Dataset entries

§

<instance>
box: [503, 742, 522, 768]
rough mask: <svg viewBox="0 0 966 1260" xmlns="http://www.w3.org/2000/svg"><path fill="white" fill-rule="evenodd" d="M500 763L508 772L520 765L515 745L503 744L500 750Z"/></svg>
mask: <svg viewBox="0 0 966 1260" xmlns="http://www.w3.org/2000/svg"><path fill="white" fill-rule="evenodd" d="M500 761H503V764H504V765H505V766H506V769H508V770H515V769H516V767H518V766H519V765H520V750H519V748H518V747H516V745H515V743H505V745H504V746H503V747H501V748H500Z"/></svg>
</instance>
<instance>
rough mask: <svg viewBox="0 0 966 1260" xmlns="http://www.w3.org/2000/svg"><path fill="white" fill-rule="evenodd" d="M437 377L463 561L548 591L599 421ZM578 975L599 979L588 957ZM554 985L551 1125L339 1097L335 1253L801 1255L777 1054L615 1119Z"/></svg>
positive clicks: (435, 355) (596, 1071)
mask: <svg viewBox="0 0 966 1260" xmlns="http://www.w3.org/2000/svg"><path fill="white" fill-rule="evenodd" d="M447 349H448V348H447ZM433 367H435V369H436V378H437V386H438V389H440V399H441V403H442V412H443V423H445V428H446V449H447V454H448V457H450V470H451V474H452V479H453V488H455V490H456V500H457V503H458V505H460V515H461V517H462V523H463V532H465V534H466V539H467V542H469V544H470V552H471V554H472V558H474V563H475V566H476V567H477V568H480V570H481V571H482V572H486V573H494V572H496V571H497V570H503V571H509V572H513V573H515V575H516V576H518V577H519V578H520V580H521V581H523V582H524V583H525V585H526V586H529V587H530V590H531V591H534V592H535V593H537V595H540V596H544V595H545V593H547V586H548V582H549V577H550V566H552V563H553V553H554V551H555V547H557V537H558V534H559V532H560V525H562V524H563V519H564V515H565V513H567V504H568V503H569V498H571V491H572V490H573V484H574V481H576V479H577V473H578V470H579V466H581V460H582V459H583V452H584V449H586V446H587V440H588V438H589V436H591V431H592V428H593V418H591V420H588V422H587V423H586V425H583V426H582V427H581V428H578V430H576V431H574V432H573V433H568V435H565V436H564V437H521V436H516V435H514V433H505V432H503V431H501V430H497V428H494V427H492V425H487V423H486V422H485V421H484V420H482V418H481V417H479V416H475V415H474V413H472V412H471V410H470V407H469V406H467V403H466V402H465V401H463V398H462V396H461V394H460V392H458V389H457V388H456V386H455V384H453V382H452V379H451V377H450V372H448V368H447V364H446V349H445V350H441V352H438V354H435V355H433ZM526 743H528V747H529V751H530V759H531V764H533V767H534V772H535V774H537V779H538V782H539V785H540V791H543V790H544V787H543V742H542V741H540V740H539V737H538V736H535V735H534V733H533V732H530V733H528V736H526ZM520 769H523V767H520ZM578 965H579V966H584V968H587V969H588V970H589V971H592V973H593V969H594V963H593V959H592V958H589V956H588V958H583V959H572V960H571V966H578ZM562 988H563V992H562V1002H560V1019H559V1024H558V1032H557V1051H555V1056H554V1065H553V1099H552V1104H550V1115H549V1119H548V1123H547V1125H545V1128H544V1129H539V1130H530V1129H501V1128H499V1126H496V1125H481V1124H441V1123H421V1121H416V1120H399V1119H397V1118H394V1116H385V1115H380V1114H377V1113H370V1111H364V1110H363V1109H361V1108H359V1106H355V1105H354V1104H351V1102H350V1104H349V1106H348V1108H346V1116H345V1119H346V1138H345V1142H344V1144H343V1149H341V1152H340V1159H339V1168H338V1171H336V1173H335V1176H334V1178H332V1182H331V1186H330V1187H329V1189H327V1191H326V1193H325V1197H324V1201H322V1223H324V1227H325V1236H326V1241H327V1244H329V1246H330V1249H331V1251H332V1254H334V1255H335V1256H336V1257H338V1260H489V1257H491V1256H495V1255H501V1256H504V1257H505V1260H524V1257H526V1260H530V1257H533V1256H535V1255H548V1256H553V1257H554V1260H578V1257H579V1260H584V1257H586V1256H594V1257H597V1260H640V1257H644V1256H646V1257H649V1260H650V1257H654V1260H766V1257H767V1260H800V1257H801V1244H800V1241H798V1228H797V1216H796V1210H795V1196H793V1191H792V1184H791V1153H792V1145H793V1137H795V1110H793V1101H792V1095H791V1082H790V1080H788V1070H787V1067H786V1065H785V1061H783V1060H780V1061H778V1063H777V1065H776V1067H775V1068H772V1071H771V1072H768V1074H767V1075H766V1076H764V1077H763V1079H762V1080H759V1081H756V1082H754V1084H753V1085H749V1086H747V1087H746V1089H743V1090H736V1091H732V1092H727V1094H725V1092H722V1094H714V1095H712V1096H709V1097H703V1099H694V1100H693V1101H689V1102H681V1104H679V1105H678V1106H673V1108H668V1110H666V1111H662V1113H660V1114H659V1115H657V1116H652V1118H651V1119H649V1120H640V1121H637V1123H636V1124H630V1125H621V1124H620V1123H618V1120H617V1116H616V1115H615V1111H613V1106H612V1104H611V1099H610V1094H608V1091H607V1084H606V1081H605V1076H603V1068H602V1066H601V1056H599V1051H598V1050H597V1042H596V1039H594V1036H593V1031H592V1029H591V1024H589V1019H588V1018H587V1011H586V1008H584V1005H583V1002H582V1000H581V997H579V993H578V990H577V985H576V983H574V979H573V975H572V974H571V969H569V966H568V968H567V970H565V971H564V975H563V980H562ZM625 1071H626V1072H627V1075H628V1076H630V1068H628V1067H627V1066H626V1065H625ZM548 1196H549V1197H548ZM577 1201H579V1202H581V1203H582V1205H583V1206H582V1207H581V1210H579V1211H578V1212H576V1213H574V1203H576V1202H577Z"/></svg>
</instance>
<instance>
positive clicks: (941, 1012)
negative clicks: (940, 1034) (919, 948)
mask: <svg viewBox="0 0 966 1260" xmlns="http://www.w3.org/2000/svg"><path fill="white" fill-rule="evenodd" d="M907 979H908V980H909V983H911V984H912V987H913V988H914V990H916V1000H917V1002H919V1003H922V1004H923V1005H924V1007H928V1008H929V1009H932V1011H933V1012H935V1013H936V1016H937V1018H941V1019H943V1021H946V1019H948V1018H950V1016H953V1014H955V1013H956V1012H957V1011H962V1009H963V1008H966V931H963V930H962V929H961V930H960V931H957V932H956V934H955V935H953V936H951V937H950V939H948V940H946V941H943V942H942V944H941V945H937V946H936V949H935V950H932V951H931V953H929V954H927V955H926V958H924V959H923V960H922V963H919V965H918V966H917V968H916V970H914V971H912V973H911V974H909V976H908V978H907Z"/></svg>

§

Task to carry out.
All of the entries should be transcribed exactly as they appear.

Final answer.
<instance>
box: [503, 742, 522, 768]
rough mask: <svg viewBox="0 0 966 1260" xmlns="http://www.w3.org/2000/svg"><path fill="white" fill-rule="evenodd" d="M500 763L508 772L520 765L515 745L503 744L500 750Z"/></svg>
mask: <svg viewBox="0 0 966 1260" xmlns="http://www.w3.org/2000/svg"><path fill="white" fill-rule="evenodd" d="M500 761H503V764H504V765H505V766H506V769H508V770H515V769H516V767H518V766H519V765H520V750H519V748H518V747H516V745H515V743H505V745H504V746H503V747H501V748H500Z"/></svg>
</instance>
<instance>
rough mask: <svg viewBox="0 0 966 1260" xmlns="http://www.w3.org/2000/svg"><path fill="white" fill-rule="evenodd" d="M437 377L463 561L548 591L599 421ZM578 975L599 979L588 957ZM554 985L551 1125L339 1097L335 1253L801 1255L777 1054L615 1119Z"/></svg>
positive clicks: (435, 355) (596, 1071)
mask: <svg viewBox="0 0 966 1260" xmlns="http://www.w3.org/2000/svg"><path fill="white" fill-rule="evenodd" d="M447 349H448V348H447ZM433 367H435V369H436V378H437V386H438V389H440V399H441V403H442V412H443V423H445V428H446V449H447V454H448V457H450V470H451V474H452V479H453V488H455V490H456V500H457V503H458V505H460V515H461V517H462V523H463V532H465V534H466V539H467V542H469V544H470V552H471V554H472V558H474V563H475V566H476V567H477V568H480V570H481V571H482V572H486V573H494V572H496V571H497V570H503V571H509V572H513V573H515V575H516V576H518V577H519V578H520V580H521V581H523V582H524V583H525V585H526V586H529V587H530V590H531V591H534V592H535V593H537V595H540V596H544V595H545V593H547V586H548V582H549V577H550V566H552V563H553V553H554V551H555V547H557V537H558V534H559V532H560V525H562V524H563V519H564V515H565V513H567V504H568V503H569V498H571V491H572V490H573V484H574V481H576V479H577V473H578V470H579V466H581V460H582V459H583V452H584V449H586V446H587V440H588V438H589V436H591V431H592V428H593V418H591V420H588V422H587V423H586V425H583V426H582V427H581V428H578V430H576V431H574V432H573V433H568V435H565V436H564V437H521V436H516V435H514V433H505V432H503V431H501V430H497V428H494V427H492V425H487V423H486V422H485V421H484V420H482V418H481V417H479V416H475V415H474V413H472V412H471V410H470V407H469V406H467V403H466V402H465V401H463V398H462V396H461V394H460V392H458V389H457V388H456V386H455V384H453V382H452V379H451V377H450V372H448V368H447V364H446V349H445V350H441V352H438V354H435V355H433ZM526 743H528V747H529V751H530V759H531V764H533V767H534V772H535V774H537V779H538V782H539V785H540V791H543V790H544V787H543V742H542V741H540V740H539V737H538V736H535V735H534V733H533V732H530V733H528V736H526ZM520 769H523V767H520ZM578 965H579V966H584V968H587V969H588V970H589V971H592V973H593V969H594V963H593V959H592V958H589V956H588V958H583V959H572V960H571V966H578ZM562 988H563V992H562V1002H560V1019H559V1024H558V1032H557V1051H555V1056H554V1065H553V1099H552V1104H550V1115H549V1119H548V1123H547V1125H545V1128H544V1129H539V1130H530V1129H501V1128H499V1126H496V1125H481V1124H441V1123H421V1121H416V1120H399V1119H397V1118H394V1116H385V1115H380V1114H377V1113H370V1111H364V1110H363V1109H361V1108H359V1106H355V1105H354V1104H351V1102H350V1104H349V1106H348V1108H346V1116H345V1119H346V1138H345V1142H344V1144H343V1149H341V1152H340V1159H339V1168H338V1171H336V1173H335V1176H334V1178H332V1182H331V1186H330V1187H329V1189H327V1191H326V1193H325V1197H324V1201H322V1223H324V1227H325V1236H326V1241H327V1244H329V1246H330V1249H331V1251H332V1254H334V1255H335V1256H336V1257H338V1260H489V1257H491V1256H495V1255H501V1256H504V1257H505V1260H524V1257H526V1260H530V1257H533V1256H535V1255H548V1256H553V1257H554V1260H578V1257H579V1260H584V1257H586V1256H594V1257H597V1260H640V1257H644V1256H646V1257H649V1260H650V1257H654V1260H766V1257H767V1260H800V1257H801V1244H800V1241H798V1228H797V1216H796V1210H795V1196H793V1191H792V1184H791V1153H792V1145H793V1137H795V1110H793V1101H792V1095H791V1082H790V1080H788V1070H787V1067H786V1065H785V1061H783V1060H780V1061H778V1063H777V1065H776V1067H775V1068H772V1071H771V1072H768V1074H767V1075H766V1076H764V1077H763V1079H762V1080H759V1081H756V1082H754V1084H753V1085H749V1086H747V1087H746V1089H743V1090H736V1091H732V1092H727V1094H725V1092H722V1094H714V1095H712V1096H709V1097H703V1099H694V1100H693V1101H689V1102H681V1104H679V1105H678V1106H673V1108H668V1110H666V1111H662V1113H660V1114H659V1115H657V1116H652V1118H651V1119H649V1120H640V1121H637V1123H636V1124H630V1125H621V1124H620V1123H618V1120H617V1116H616V1115H615V1111H613V1106H612V1104H611V1099H610V1094H608V1091H607V1084H606V1081H605V1076H603V1068H602V1066H601V1056H599V1051H598V1050H597V1042H596V1039H594V1036H593V1031H592V1029H591V1024H589V1019H588V1018H587V1011H586V1008H584V1005H583V1002H582V1000H581V997H579V993H578V990H577V985H576V983H574V979H573V975H572V974H571V969H569V966H568V968H567V970H565V971H564V975H563V980H562ZM625 1071H626V1072H627V1075H628V1076H630V1068H628V1067H627V1066H626V1065H625ZM548 1196H549V1197H548ZM577 1201H579V1202H581V1203H582V1205H583V1206H582V1207H581V1210H579V1211H578V1212H576V1213H574V1203H576V1202H577Z"/></svg>
</instance>
<instance>
positive clicks: (941, 1012)
negative clicks: (940, 1034) (919, 948)
mask: <svg viewBox="0 0 966 1260" xmlns="http://www.w3.org/2000/svg"><path fill="white" fill-rule="evenodd" d="M907 979H908V980H909V983H911V984H912V987H913V988H914V990H916V1000H917V1002H919V1003H922V1004H923V1005H924V1007H928V1008H929V1009H932V1011H933V1012H935V1013H936V1016H937V1018H941V1019H943V1021H946V1019H948V1018H950V1016H953V1014H955V1013H956V1012H957V1011H962V1009H963V1008H966V931H963V930H962V929H961V930H960V931H957V932H956V934H955V935H953V936H951V937H950V939H948V940H946V941H943V942H942V944H941V945H937V946H936V949H935V950H932V951H931V953H929V954H927V955H926V958H924V959H923V960H922V963H919V965H918V966H917V968H916V970H914V971H912V973H911V974H909V976H908V978H907Z"/></svg>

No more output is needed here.